**Consigne A:** Repérez toutes les lignes des enregistrements qui contiennent la chaîne « blurred » et recopiez-les, en tenant compte de la casse.

**Texte fourni:**
################

« Ô Canada ! Terre de nos aïeux,
Ton front est ceint, de fleurons glorieux! »
Il est possible que notre front soit ceinturé de fleurons, aussi glorieux puissent-ils être. Métaphore, quand tu nous tiens! Mais, pour le moment, disons qu'on a un fleuron qui nous serre la ceinture plus qu'autre chose.
Bombardier est un fleuron de notre économie québécoise. À ce titre, nous ne pouvons pas la laisser tomber. Sans aucune hésitation, le chèque de 1,3 milliard de dollars a été promis par Québec. Et on sait que ça en prend un autre du Fédéral. Au moins du même montant.
Mais on n'a pas le choix.
Comment en vouloir au président de Bombardier? Il est pris entre deux « pas le choix ». D'une part, il n'a pas le choix de demander de l'argent, mais d'autre part, il doit répondre aux actionnaires de façon positive.
Résultat?
D'un côté de la bouche, il demande des deniers publics pour financer une entreprise privée. Les deniers des contribuables. Et de l'autre, il annonce à ces contribuables qu'il transférera des milliers d'emplois ailleurs dans le monde. Mais, dit-il, ce ne sont pas des emplois dits de pointe. Comme si on faisait son épicerie seulement avec des dollars issus des emplois dits de pointe. Et, mentionnons au passage que pour le président, ce ne sont pas vraiment des coupes de postes, c'est un plan de valorisation des ressources humaines. Même chèque de chômage, cela dit.

################

**Consigne B:** Recopiez fidèlement le passage du texte sur Bombardier qui va de « Il est possible » jusqu'à « de façon positive. ».

################

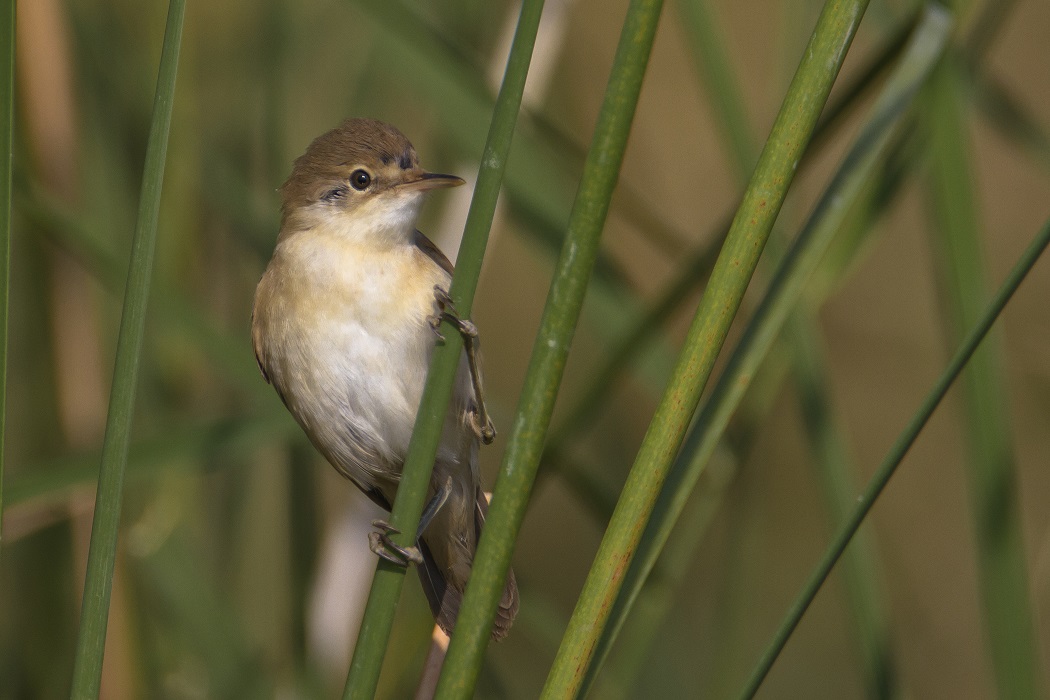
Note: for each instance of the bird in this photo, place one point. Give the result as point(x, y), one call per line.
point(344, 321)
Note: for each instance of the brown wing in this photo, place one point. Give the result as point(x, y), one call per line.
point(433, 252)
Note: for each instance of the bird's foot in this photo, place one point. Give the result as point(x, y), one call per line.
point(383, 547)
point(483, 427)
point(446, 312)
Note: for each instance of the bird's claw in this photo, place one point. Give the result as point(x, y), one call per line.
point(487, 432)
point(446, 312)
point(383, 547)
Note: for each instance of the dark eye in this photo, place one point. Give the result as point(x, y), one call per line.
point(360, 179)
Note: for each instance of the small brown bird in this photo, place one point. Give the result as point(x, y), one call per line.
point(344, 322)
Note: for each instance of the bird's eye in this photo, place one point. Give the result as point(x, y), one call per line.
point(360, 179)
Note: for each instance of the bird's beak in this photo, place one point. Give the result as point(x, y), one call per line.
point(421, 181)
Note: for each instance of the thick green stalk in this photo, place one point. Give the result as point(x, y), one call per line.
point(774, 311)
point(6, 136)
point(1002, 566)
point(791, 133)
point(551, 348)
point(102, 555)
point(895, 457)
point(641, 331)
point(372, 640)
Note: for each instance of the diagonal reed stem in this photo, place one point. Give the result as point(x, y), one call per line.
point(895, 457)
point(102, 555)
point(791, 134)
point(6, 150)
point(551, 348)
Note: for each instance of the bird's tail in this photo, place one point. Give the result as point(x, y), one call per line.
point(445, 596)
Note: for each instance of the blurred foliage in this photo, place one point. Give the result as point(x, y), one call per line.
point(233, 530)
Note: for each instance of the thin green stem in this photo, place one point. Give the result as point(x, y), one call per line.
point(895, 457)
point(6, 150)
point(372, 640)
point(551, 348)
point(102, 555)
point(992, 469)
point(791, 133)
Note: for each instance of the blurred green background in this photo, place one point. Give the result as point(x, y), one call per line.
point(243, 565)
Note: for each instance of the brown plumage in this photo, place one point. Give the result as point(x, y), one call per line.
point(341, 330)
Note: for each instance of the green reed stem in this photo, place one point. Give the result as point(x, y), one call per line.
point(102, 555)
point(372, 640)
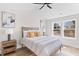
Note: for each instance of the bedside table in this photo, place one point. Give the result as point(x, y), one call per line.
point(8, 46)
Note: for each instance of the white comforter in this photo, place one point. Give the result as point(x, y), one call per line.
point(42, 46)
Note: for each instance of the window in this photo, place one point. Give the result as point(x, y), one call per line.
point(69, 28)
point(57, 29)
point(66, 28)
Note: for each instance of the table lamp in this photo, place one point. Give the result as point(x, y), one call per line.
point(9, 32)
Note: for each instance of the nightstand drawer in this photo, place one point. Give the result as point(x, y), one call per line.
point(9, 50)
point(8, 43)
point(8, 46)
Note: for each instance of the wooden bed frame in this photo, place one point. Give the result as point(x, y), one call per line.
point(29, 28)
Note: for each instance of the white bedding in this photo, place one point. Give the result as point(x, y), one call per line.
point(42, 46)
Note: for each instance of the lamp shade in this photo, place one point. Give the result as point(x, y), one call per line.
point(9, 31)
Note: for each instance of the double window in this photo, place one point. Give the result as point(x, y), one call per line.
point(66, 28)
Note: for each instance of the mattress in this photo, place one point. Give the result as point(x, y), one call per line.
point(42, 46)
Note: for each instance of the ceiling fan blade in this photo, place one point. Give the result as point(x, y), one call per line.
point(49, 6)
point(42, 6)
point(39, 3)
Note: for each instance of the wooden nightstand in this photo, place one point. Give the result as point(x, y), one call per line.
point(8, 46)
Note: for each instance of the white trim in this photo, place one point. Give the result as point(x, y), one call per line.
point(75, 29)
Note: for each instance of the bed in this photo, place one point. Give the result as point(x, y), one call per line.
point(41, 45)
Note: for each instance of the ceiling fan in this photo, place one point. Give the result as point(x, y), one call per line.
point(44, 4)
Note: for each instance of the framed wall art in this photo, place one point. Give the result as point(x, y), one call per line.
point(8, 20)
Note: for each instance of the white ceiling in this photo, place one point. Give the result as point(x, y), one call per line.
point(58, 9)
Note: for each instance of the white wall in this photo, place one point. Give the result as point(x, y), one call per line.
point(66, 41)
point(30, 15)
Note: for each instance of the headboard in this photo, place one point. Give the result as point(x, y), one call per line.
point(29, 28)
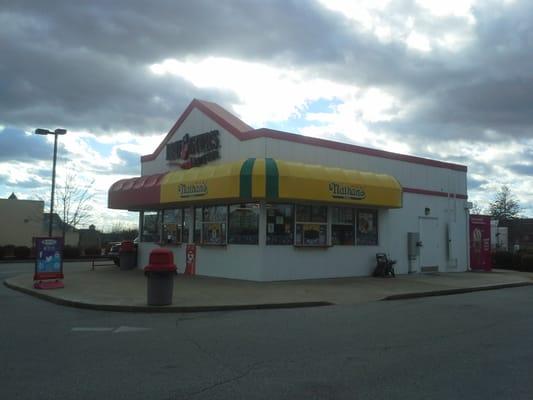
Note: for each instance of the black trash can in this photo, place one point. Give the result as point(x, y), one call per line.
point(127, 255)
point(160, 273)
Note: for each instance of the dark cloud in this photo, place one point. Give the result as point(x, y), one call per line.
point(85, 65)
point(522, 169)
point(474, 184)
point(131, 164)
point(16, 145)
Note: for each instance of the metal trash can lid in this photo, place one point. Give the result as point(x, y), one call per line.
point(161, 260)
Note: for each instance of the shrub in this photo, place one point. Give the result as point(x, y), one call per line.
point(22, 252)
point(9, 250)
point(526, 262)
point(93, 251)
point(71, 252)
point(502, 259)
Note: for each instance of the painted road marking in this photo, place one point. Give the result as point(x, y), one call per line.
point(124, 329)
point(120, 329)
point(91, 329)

################

**Résultat attendu A:**
Note: for each instance of the blurred foliage in this photo, place one point. Give the result as point(x, y), one call per line.
Note: for each instance of the blurred green background in this photo, place one point. Give the result as point(x, y), one call per line.

**Résultat attendu B:**
Il est possible que notre front soit ceinturé de fleurons, aussi glorieux puissent-ils être. Métaphore, quand tu nous tiens! Mais, pour le moment, disons qu'on a un fleuron qui nous serre la ceinture plus qu'autre chose.
Bombardier est un fleuron de notre économie québécoise. À ce titre, nous ne pouvons pas la laisser tomber. Sans aucune hésitation, le chèque de 1,3 milliard de dollars a été promis par Québec. Et on sait que ça en prend un autre du Fédéral. Au moins du même montant.
Mais on n'a pas le choix.
Comment en vouloir au président de Bombardier? Il est pris entre deux « pas le choix ». D'une part, il n'a pas le choix de demander de l'argent, mais d'autre part, il doit répondre aux actionnaires de façon positive.